Image-grounded pointing data:
———

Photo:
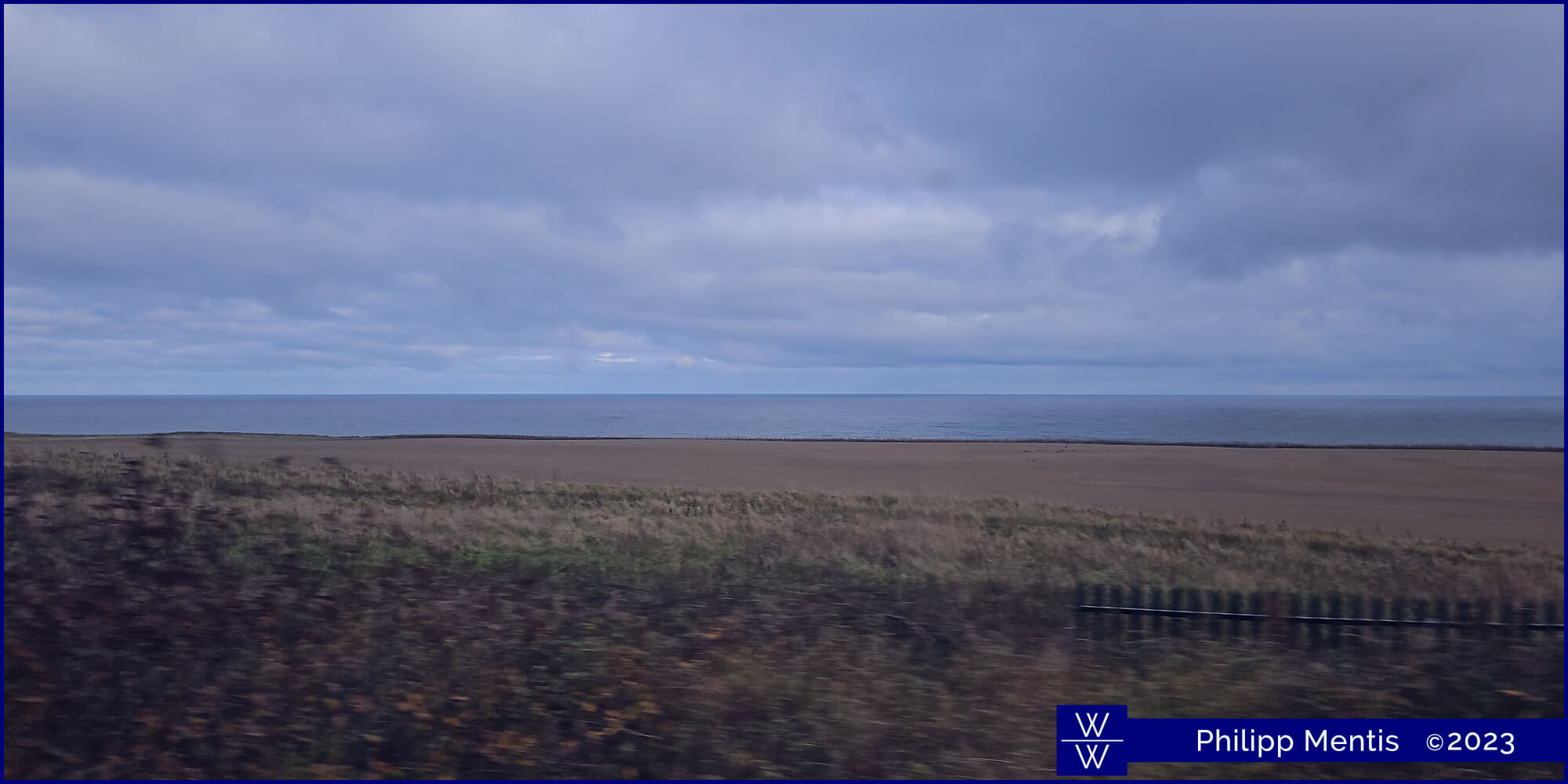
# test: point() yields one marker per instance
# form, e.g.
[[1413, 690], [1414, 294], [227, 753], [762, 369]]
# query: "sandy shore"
[[1453, 495]]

———

-- Problem to solve --
Your copy should match every entry above exactly and contain no pictures.

-- Exercise solution --
Photo:
# test: point() yields one marker per instance
# form, e.g.
[[1413, 690], [1414, 294], [227, 753], [762, 369]]
# query: "sandy shore"
[[1453, 495]]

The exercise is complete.